YOUR TASK ▸
Reproduce each of the entries below line for line without changing anything, but omit the pictures.
+===+
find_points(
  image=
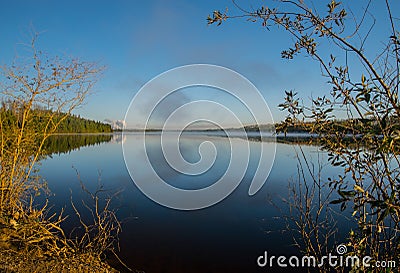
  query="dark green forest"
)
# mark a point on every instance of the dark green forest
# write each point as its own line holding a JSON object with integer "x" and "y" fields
{"x": 41, "y": 120}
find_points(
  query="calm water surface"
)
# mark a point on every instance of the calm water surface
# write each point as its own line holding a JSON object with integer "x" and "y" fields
{"x": 226, "y": 237}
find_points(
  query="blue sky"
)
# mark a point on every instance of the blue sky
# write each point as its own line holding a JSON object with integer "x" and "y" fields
{"x": 137, "y": 40}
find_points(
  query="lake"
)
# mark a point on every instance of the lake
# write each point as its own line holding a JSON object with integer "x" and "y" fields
{"x": 226, "y": 237}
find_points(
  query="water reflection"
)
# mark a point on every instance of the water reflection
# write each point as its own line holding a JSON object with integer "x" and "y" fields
{"x": 227, "y": 237}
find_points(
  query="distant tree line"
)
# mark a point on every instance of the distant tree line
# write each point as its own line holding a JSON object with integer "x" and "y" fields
{"x": 11, "y": 113}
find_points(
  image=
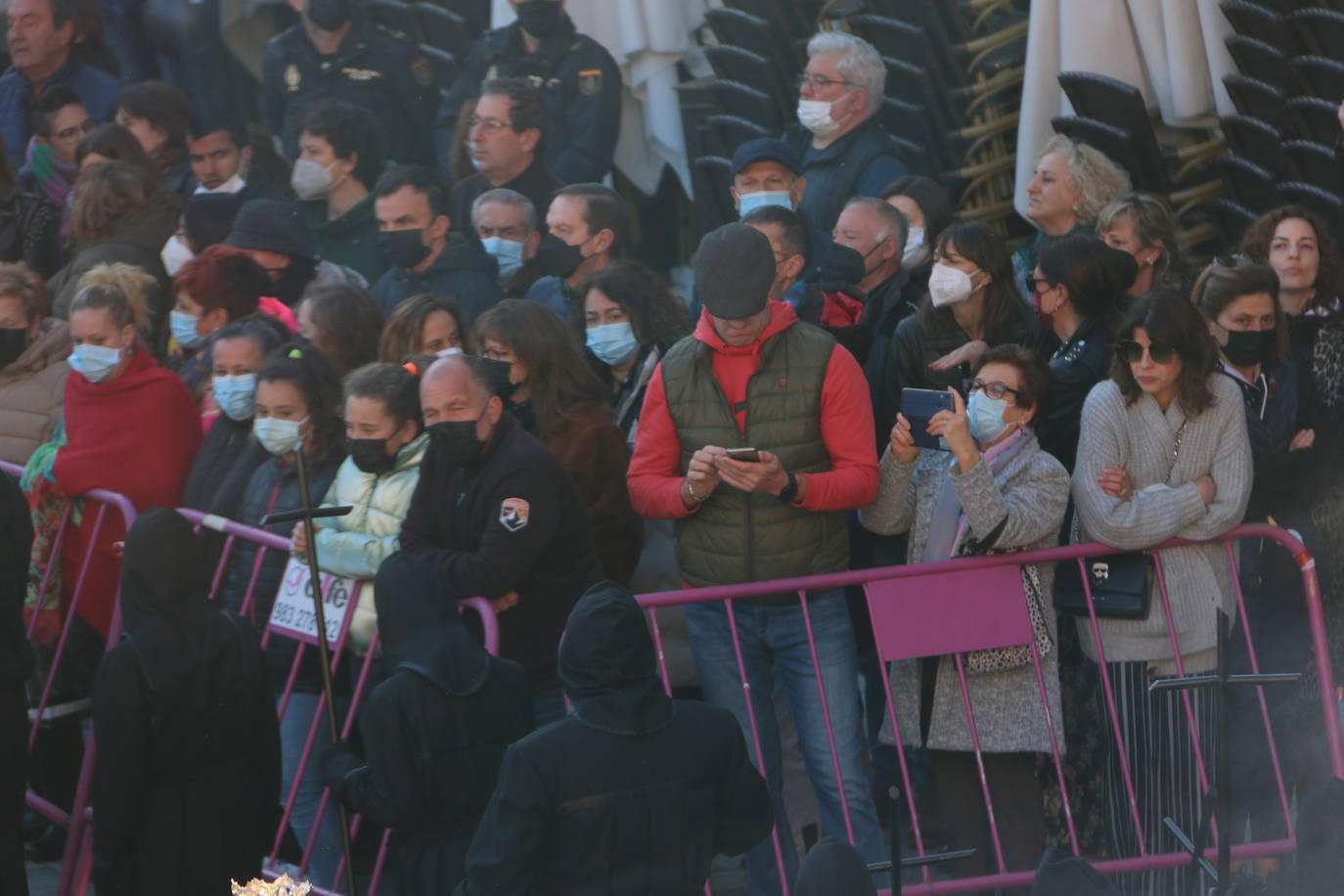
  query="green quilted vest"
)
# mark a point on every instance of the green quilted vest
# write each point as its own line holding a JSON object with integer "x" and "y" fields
+===+
COMPLETE RESPONSE ▸
find_points(
  image=
  query="dark green forest"
)
# mark a point on every instance of the dark green forest
# write each point as its own line holding a JSON object with integer "x" and "y" fields
{"x": 41, "y": 120}
find_points(
  query="calm water surface"
)
# mark a point on every instance of the calm water surface
# write each point as its own line holding a JSON object with integer "x" and "y" fields
{"x": 226, "y": 237}
find_points(
  query="blue sky"
)
# mark a point on every instance of the blue sky
# write each point as its own line holding a JSON object with integer "x" and "y" fields
{"x": 137, "y": 40}
find_points(
  query="lake"
)
# mark a point on every instance of the lake
# write each point as its own line holding a JSON object with integer "x" and "y" fields
{"x": 226, "y": 237}
find_points(
  query="water reflection"
)
# mark a point on every instance of the water reflection
# write each point as its own line holding a JSON object with integer "x" and "y" fields
{"x": 227, "y": 237}
find_points(
  query="distant tree line"
)
# mark a point on every instance of the distant tree line
# write each point as its own line holding a JSON object with integer "x" and "y" fields
{"x": 11, "y": 113}
find_points(
  image=
  query="green quilted vest"
)
# mark a point on every instance of the green quilted vest
# write each point as its own line holding a JSON object with integer "x" and "y" fields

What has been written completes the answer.